··· SOURCE MATERIAL ···
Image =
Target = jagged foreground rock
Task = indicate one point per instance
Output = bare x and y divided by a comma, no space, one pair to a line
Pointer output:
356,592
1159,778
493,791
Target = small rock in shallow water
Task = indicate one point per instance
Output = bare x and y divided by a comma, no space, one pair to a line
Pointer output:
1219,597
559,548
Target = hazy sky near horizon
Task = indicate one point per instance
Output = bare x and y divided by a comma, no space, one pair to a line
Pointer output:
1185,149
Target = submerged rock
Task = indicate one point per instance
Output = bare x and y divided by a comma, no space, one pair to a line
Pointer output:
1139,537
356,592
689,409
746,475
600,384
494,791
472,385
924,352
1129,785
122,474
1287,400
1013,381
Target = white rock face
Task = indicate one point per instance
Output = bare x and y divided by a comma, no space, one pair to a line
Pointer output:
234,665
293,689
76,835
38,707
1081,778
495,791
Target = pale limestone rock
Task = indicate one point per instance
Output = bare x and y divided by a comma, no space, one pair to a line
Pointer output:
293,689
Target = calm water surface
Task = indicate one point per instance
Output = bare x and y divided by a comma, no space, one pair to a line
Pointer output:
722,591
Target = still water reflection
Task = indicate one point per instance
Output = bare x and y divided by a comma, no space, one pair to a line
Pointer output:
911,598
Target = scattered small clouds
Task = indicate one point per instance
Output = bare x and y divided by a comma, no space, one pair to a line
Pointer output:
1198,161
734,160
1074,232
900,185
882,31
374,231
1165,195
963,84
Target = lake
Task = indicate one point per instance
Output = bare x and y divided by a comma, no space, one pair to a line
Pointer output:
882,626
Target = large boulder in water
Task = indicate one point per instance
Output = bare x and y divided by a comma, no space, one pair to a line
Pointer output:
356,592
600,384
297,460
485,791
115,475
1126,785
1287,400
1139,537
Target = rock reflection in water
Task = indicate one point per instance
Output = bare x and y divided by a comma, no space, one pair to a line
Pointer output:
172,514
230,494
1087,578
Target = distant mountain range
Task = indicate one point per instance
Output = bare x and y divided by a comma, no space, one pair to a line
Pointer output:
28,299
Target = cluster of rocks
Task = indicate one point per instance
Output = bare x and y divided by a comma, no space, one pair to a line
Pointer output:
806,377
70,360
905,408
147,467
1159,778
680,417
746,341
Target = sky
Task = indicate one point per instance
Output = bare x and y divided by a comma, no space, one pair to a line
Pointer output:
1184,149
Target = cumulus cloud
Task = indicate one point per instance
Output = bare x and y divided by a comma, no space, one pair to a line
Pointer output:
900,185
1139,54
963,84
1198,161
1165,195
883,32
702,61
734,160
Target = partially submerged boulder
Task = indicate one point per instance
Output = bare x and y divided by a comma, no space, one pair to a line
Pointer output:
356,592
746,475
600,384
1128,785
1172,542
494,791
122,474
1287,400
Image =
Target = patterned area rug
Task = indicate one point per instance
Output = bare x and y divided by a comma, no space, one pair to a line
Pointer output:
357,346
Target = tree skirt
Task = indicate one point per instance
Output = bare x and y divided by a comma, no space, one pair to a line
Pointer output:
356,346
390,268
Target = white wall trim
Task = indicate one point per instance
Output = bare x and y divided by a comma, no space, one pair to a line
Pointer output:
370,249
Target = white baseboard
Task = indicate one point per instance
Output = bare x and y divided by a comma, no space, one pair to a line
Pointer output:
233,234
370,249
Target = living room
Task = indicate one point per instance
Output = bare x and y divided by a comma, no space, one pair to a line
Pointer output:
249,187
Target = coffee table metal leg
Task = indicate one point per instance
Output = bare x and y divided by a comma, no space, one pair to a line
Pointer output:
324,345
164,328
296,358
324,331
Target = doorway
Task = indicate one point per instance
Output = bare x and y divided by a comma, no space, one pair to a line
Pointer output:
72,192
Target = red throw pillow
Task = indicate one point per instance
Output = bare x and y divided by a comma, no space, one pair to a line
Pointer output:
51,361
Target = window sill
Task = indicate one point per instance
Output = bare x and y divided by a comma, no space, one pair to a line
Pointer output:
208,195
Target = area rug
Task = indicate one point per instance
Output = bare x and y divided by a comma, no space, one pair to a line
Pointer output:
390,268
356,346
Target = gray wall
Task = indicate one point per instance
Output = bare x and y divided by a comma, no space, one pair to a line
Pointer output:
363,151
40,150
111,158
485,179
···
= REQUIRED WORK =
Please go through the records above and change each "indicate" to "mark", keeping everything else the same.

= RESPONSE TO THE TASK =
Image =
Target = jagged foreground rock
Task = mark one point per instance
Output = bare x and y divided by a comma, no space, one pair to a line
Pointer output:
356,592
1159,778
493,791
Target = small rock in shallow water
Task = mark one point per instance
Output = bare x and y divided by a comma, no space, one pair to a line
Pointer output:
1219,597
559,548
Target = hazy sky near horizon
Task = mark one point per instance
Output = bare x and y divided by a comma, no space, one pair to a line
Pointer output:
1185,149
Target = submerged rock
Task = mark one point per instance
Output = bare x and y divided by a comma, no space, one pair to a line
Pointer output:
1139,537
356,592
689,409
746,475
600,384
494,791
472,385
924,352
1129,785
122,474
1287,400
1013,381
Target = white rock face
Task = mark one point per instance
Output = bare x and y divided by a comma, no space, one pair to a line
Pointer output:
234,665
293,689
76,835
38,707
1081,778
495,791
Target = pale limestone rock
Task = mark one point per instance
Output = bare x and y divided by a comma, no space, one pair to a line
Pointer output:
293,689
Target = calm water surface
Task = mark one point per instance
Output = bare x and y divided by a comma, no space, one pair to a line
Pointer output:
722,591
Target = still water reflection
Task = mark one point per instance
Output = bare x and y divided by a comma, no space, one pair to a line
Pointer output:
911,598
Target = scattered small clouds
Task = mark one point per instance
Output = bare x and y divided by a comma, no space, one pair to a line
Pointer output:
1198,161
734,160
1074,232
900,185
882,31
374,231
1165,195
963,84
Target = lake
Task = mark one point per instance
Output = bare x and y divided by a comma, no space, one pair to a line
Pointer output:
882,626
Target = large boulder in water
Task = mark one point per instance
Output = bare x and y divided by a comma, no space, one pair to a line
Pointer output:
356,592
600,384
297,460
485,791
115,475
1126,785
1287,400
1139,537
Target = rock reflection in water
Task = mark one point per instance
Output = bare x and y divided by a comma, no space, one pair to a line
Pointer output:
172,514
230,494
1087,578
Target = distant mountain range
Task = mark one point per instance
Output = bare x and y divided by a comma, no space, one pair to a line
Pointer output:
28,299
Target = cluster of rocks
Task = mark one point per instance
Output = bare x and y divided by a comma, no space, one pair to a line
Pointer output:
806,377
70,360
905,408
147,467
1159,778
680,417
746,341
Target = sky
Task = mark one point per instance
Output = bare x and y divided by a comma, no space, one pair to a line
Pointer output:
1184,149
Target = cumulus cloud
Task = mark one point per instance
Output = bare x and y divided by a comma, no space, one pair to a line
Pointer output:
900,185
1139,54
963,84
1198,161
1165,195
883,32
702,61
734,160
Target = partially submerged boulder
Task = mark one point per instance
Output = bare x and y divided by a comma, no space, one pair to a line
Pointer output:
356,592
746,475
600,384
1128,785
1172,542
494,791
122,474
1287,400
Image =
Target = patterned area rug
Task = mark one point per instance
Output = bare x and y divided by a comma, no space, one pair to a line
Pointer output:
357,346
Target = tree skirt
Task = mark one point per instance
Output = bare x and y divided by a comma, no space, one pair to a line
Pointer output:
356,346
390,268
Target = white wall trim
Task = mark one point per instance
Output = bare x and y divided by a comma, no space, one pair to a line
Pointer output:
370,249
Target = white baseboard
Task = mark one point per instance
Output = bare x and y divided by a comma, no space, one pair to a line
Pointer output:
233,234
370,249
Target = living room
Task = mark one point per instance
Output = bare x and y divided by a comma, no space, one pair to a line
Pointer output:
249,187
Target = coffee table metal leg
Task = mark one point per instance
Output = bare x and y divided by a comma, no space, one pair to a line
Pointer output:
324,345
164,328
296,358
324,331
Target = doorway
Task = mark one point per instance
Output = bare x and y divided by a comma, no space, one pair to a line
Pointer output:
72,192
Target = red throw pillow
Task = mark one point per instance
Output = bare x and y divided by a comma, no space, one pair to a line
Pointer output:
51,361
Target = window sill
Task = mark one point per instance
Output = bare x and y divided by a comma, no space, one pair to a line
Pointer output:
208,195
Target = area rug
Task = mark one point per instance
Output = bare x and y divided by a comma, no space, one pair to a line
Pointer output:
390,268
356,346
Target = gray wall
Task = mark one point per instance
Output = bare x and y divided by a comma, no space, one pair to a line
Pointer output:
363,151
40,150
111,158
485,179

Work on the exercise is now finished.